Permission Denied Reading File

I need to give permission to directory to allow DAG to read it

~$ sudo chown -R 100999 /home/project/airflow/dags/capstone
~$ sudo chmod -R g+rw /home/project/airflow/dags/capstone

Task 8 - Unpause the DAG

theia@theiadocker-emhrcf:/home/project$ airflow dags unpause etl_dag
[2024-11-22T22:23:15.424+0000] {dagbag.py:545} INFO - Filling up the DagBag from /home/project/airflow/dags
dag_id  | is_paused
========+==========
etl_dag | True

theia@theiadocker-emhrcf:/home/project$ airflow dags unpause etl_dag
[2024-11-22T22:23:39.648+0000] {dagbag.py:545} INFO - Filling up the DagBag from /home/project/airflow/dags
No paused DAGs were found

Task 9 - Monitor the DAG

Complete Script


# ___  IMPORT libraries
from datetime import timedelta

# The DAG object; we'll need this to instantiate a DAG
from airflow.models import DAG

# Operators; you need this to write tasks!
from airflow.operators.python import PythonOperator

# This makes scheduling easy
from airflow.utils.dates import days_ago

# This is used to save txt file to tar file
import tarfile


# ____  SET VARIABLES
input_file = '/home/project/airflow/dags/capstone/accesslog.txt'
extracted_file = '/home/project/airflow/dags/capstone/extracted_data.txt'
transformed_file = '/home/project/airflow/dags/capstone/transformed_data.txt'
load_file = '/home/project/airflow/dags/capstone/weblog.tar'


# ___  ARGUMENTS
# defining DAG arguments, days_ago(0) means runs today
default_args = {
    'owner': 'Me',
    'start_date': days_ago(0),
    'email': ['notyourbusiness@heehaa.com'],
    'retries': 1,
    'retry_delay': timedelta(minutes=2),
}

# ___  DAG DEFINITION
# define the DAG, days=1 means it runs daily
dag = DAG(
    dag_id = 'etl_dag',
    default_args=default_args,
    description='This what Santa does',
    schedule_interval=timedelta(days=1),
)

- WHAT IS NEEDED -
In the Airflow DAG excerpt, reproduce the text from "Complete Script" to "to write tasks!" word for word.

- Region annotation entries -
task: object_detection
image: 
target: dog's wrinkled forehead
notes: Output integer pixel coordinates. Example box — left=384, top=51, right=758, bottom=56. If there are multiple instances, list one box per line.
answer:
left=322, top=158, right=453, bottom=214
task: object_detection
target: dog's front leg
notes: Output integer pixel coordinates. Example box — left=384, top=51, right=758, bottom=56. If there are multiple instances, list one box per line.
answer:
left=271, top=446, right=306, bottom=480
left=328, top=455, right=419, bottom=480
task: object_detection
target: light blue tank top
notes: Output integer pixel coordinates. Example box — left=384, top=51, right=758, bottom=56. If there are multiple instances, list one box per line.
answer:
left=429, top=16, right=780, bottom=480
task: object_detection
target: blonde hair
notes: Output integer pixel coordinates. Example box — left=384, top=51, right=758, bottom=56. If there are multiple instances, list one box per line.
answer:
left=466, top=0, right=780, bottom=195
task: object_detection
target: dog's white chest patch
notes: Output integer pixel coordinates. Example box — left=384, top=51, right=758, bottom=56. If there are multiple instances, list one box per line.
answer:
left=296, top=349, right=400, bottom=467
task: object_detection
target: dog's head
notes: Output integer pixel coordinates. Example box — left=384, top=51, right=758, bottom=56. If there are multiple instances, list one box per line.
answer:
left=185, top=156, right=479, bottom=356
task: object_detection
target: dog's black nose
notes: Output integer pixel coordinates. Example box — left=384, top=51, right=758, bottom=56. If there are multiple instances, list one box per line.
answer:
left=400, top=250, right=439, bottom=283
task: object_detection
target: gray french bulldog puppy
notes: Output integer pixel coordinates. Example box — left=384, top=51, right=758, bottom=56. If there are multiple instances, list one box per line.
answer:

- SOLUTION BELOW -
Complete Script


# ___  IMPORT libraries
from datetime import timedelta

# The DAG object; we'll need this to instantiate a DAG
from airflow.models import DAG

# Operators; you need this to write tasks!